# Your task
Repeat the lines below exactly, from the line with "Provide the polygon of every instance of the stair" up to and including the last line.

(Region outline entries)
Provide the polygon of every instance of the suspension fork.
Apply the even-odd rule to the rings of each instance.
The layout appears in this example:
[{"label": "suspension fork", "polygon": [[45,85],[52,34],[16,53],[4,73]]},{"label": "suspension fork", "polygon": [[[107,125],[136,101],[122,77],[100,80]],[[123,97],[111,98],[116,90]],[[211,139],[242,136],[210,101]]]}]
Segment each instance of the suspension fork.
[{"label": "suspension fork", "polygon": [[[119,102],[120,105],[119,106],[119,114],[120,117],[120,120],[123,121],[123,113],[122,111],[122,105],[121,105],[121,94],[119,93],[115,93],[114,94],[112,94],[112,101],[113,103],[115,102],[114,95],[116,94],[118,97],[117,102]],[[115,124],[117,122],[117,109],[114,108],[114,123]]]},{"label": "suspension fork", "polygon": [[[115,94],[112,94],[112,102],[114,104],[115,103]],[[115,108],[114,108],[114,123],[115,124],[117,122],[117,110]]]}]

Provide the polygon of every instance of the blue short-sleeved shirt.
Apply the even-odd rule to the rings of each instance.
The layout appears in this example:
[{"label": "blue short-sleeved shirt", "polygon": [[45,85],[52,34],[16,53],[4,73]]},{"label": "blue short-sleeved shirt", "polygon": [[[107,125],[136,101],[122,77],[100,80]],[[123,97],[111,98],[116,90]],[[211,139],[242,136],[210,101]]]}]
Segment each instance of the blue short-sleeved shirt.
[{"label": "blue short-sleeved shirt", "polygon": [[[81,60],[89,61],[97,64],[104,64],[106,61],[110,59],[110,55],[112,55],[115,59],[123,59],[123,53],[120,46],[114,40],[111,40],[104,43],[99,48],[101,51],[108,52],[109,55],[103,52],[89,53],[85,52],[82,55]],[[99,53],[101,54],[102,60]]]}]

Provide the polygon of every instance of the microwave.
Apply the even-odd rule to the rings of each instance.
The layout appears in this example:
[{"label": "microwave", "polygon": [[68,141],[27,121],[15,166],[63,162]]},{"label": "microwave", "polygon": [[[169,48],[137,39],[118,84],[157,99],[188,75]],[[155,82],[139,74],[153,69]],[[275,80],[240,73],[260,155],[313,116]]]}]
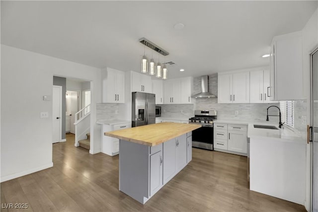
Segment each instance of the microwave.
[{"label": "microwave", "polygon": [[156,117],[159,117],[161,116],[161,107],[156,106]]}]

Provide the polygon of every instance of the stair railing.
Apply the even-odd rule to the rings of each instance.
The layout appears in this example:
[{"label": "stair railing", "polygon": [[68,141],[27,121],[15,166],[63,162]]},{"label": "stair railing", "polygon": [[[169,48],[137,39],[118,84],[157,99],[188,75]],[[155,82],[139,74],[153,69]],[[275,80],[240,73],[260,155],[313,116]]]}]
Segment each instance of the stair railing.
[{"label": "stair railing", "polygon": [[90,114],[90,104],[75,114],[74,124],[76,125],[89,114]]}]

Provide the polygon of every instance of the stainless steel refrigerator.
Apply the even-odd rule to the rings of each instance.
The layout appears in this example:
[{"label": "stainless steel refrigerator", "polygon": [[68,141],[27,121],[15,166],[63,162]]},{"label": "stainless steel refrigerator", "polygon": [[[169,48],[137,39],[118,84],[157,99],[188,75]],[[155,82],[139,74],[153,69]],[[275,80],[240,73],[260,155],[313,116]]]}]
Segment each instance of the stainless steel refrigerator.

# Written solution
Provide the polygon of every instance of the stair railing.
Apply the even-odd rule to the rings of each instance.
The layout appears in this example:
[{"label": "stair railing", "polygon": [[68,141],[27,121],[15,166],[63,162]]},{"label": "stair railing", "polygon": [[[169,48],[137,39],[118,84],[157,99],[188,75]],[[155,82],[139,74],[153,69]],[[275,80],[240,73],[260,155],[313,116]]]}]
Segment each instance of the stair railing.
[{"label": "stair railing", "polygon": [[90,114],[90,104],[75,114],[74,124],[76,125],[89,114]]}]

Provide the polygon of every instance of the stainless steel refrigerator.
Apply the even-odd rule to the rings of each instance.
The layout appears in this example:
[{"label": "stainless steel refrigerator", "polygon": [[68,141],[27,121],[15,166],[63,162]]},{"label": "stainless steel refrigerator", "polygon": [[[169,48],[137,39],[118,84],[157,99],[188,75]],[[155,82],[139,74],[153,69]],[[275,80],[240,73],[260,155],[313,116]]]}]
Segment each instance of the stainless steel refrigerator.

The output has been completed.